(DATA SECTION begins)

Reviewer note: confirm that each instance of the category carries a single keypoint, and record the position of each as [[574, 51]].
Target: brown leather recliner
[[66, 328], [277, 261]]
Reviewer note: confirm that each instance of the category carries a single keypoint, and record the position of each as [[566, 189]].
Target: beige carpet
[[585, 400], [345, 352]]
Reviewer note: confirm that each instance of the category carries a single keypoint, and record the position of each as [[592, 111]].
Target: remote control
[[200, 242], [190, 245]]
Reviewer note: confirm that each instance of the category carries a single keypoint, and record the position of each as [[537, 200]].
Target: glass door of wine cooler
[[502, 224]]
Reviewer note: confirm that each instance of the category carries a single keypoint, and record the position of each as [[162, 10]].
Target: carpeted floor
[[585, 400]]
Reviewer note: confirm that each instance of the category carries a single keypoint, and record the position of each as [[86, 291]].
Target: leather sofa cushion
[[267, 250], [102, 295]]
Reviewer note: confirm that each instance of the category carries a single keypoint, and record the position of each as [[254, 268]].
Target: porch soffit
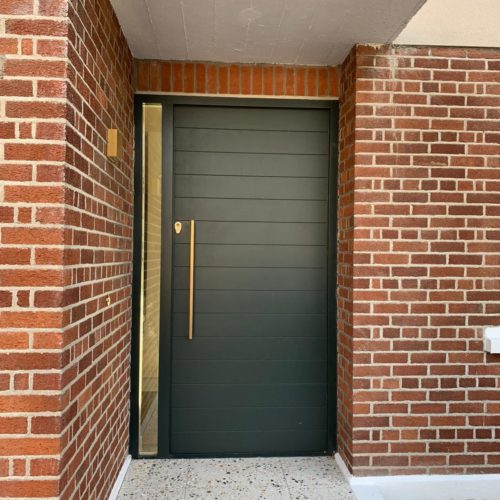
[[301, 32]]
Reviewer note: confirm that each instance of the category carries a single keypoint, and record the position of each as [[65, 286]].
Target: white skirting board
[[422, 486], [119, 480]]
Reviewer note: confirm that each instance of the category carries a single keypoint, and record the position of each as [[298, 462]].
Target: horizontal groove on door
[[250, 325], [251, 118], [250, 164], [269, 233], [241, 442], [269, 188], [224, 301], [251, 419], [250, 210], [251, 255], [253, 379], [250, 348], [251, 279]]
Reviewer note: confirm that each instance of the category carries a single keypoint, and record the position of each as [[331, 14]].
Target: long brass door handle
[[191, 282]]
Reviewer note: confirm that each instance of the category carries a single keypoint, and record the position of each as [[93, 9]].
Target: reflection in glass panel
[[150, 296]]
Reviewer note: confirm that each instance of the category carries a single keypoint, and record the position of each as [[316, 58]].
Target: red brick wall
[[425, 247], [98, 253], [65, 235], [345, 226], [32, 278], [236, 79]]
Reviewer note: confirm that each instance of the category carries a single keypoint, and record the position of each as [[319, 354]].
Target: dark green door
[[253, 380]]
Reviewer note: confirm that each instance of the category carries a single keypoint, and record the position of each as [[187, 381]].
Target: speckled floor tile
[[305, 478], [231, 492], [336, 492], [246, 471]]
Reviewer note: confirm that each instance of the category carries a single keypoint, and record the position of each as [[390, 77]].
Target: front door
[[249, 369]]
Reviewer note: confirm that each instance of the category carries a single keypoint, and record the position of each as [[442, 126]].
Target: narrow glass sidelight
[[150, 278]]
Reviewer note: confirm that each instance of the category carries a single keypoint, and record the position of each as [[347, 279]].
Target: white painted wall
[[468, 23]]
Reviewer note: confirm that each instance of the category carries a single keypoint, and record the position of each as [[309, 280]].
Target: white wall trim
[[428, 478], [119, 480], [343, 468]]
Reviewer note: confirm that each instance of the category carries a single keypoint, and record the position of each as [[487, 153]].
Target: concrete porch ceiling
[[309, 32]]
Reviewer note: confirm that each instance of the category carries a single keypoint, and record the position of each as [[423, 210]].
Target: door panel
[[253, 379]]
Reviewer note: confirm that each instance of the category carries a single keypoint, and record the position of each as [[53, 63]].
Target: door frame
[[168, 103]]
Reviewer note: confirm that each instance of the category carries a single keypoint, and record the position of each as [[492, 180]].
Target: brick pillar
[[65, 247], [32, 278], [425, 252]]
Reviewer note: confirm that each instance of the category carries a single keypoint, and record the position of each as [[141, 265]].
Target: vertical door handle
[[191, 282]]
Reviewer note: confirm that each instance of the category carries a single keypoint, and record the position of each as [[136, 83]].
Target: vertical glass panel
[[150, 296]]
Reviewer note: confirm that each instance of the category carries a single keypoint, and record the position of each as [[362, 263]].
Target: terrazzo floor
[[311, 478]]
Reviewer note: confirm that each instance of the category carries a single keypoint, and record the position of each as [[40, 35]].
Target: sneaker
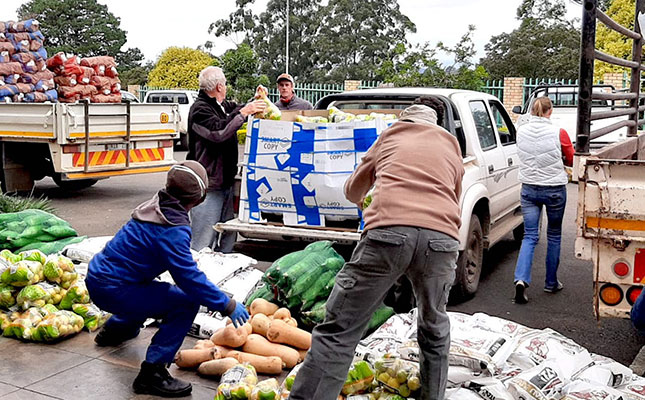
[[555, 289], [113, 337], [155, 379], [520, 292]]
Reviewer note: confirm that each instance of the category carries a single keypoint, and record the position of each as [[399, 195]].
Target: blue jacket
[[156, 240]]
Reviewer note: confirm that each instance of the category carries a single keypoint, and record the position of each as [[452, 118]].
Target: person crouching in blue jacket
[[121, 279]]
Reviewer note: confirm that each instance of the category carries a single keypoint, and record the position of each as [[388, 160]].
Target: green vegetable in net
[[76, 294], [9, 256], [7, 296], [93, 317], [60, 269], [33, 255], [22, 273], [59, 325]]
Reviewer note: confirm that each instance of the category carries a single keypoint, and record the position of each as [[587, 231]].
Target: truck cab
[[490, 199], [184, 100]]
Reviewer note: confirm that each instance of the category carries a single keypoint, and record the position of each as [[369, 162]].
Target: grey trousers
[[428, 258]]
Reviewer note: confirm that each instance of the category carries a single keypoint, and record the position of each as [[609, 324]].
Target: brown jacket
[[416, 170]]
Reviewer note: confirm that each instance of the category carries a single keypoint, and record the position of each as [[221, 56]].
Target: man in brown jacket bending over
[[411, 229]]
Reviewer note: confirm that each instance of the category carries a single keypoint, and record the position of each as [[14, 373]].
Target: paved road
[[102, 209]]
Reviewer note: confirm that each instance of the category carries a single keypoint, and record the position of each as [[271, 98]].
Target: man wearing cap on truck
[[288, 99], [411, 229], [121, 279]]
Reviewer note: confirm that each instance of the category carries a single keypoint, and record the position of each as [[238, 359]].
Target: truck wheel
[[73, 185], [469, 263]]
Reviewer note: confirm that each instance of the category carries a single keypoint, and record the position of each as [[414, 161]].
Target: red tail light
[[611, 294], [633, 293]]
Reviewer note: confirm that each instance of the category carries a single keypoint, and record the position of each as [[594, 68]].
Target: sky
[[153, 26]]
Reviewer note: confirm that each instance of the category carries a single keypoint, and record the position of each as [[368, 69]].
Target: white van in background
[[184, 98], [565, 111]]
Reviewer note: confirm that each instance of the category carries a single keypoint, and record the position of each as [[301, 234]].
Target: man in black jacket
[[212, 141]]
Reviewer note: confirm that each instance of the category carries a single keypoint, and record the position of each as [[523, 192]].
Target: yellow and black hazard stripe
[[111, 157]]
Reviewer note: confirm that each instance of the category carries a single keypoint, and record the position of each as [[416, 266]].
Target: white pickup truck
[[490, 199]]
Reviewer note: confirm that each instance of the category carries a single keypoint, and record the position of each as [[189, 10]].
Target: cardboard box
[[299, 170]]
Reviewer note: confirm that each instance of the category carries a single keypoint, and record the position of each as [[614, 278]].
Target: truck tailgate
[[281, 232]]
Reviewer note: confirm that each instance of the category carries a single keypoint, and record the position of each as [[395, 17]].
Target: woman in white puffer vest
[[543, 149]]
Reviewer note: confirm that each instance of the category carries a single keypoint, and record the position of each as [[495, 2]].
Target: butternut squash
[[263, 365], [282, 313], [230, 336], [260, 324], [203, 344], [263, 306], [191, 358], [217, 367], [258, 344], [280, 332]]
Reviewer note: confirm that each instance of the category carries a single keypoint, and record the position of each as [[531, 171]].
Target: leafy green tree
[[545, 45], [345, 39], [611, 42], [266, 34], [418, 66], [356, 36], [240, 67], [179, 67], [82, 27]]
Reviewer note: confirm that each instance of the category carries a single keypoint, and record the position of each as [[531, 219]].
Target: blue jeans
[[428, 258], [554, 198], [132, 304], [218, 207]]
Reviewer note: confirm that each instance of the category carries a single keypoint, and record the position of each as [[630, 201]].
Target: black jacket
[[212, 139]]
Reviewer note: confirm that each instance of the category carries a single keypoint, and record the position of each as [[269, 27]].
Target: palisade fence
[[313, 92]]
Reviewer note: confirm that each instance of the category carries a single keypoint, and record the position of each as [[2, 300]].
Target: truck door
[[493, 164], [510, 192]]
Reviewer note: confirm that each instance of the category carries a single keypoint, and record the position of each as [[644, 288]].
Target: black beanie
[[188, 183]]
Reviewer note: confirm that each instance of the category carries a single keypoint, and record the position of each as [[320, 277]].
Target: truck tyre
[[469, 263], [73, 185]]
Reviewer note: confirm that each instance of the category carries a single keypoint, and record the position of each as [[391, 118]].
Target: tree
[[545, 44], [240, 66], [266, 34], [419, 67], [611, 42], [346, 39], [82, 27], [179, 67]]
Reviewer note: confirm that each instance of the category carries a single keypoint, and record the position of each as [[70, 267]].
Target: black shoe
[[555, 289], [113, 337], [520, 293], [156, 380]]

(DATA SECTION ends)

EXERCISE GOAL -
After locating the line holding "as [[395, 17]]." above, output exactly that line and every line after it through the line holding "as [[531, 219]].". Include nothing else.

SOLVED PROBLEM -
Reviewer note: confirm that each instance of the category carries a single keypoint, and record the position of each as [[395, 17]].
Target: woman in white puffer vest
[[543, 149]]
Reviewer note: confirm that each instance of the category carries a single keypoint, and record the position of each as [[495, 2]].
Target: butternut squash
[[263, 365], [282, 313], [230, 336], [260, 324], [203, 344], [263, 306], [191, 358], [217, 367], [258, 344], [280, 332]]
Reviewer note: confirm that each instance of the category carries a single keypoint, and record the position of each as [[531, 171]].
Target: leafy green tree
[[545, 45], [345, 39], [611, 42], [266, 34], [418, 66], [356, 36], [240, 67], [179, 67], [82, 27]]
Reviewer note: confirm that each instance of the category carries a single keypoint, and record the position of each as [[531, 219]].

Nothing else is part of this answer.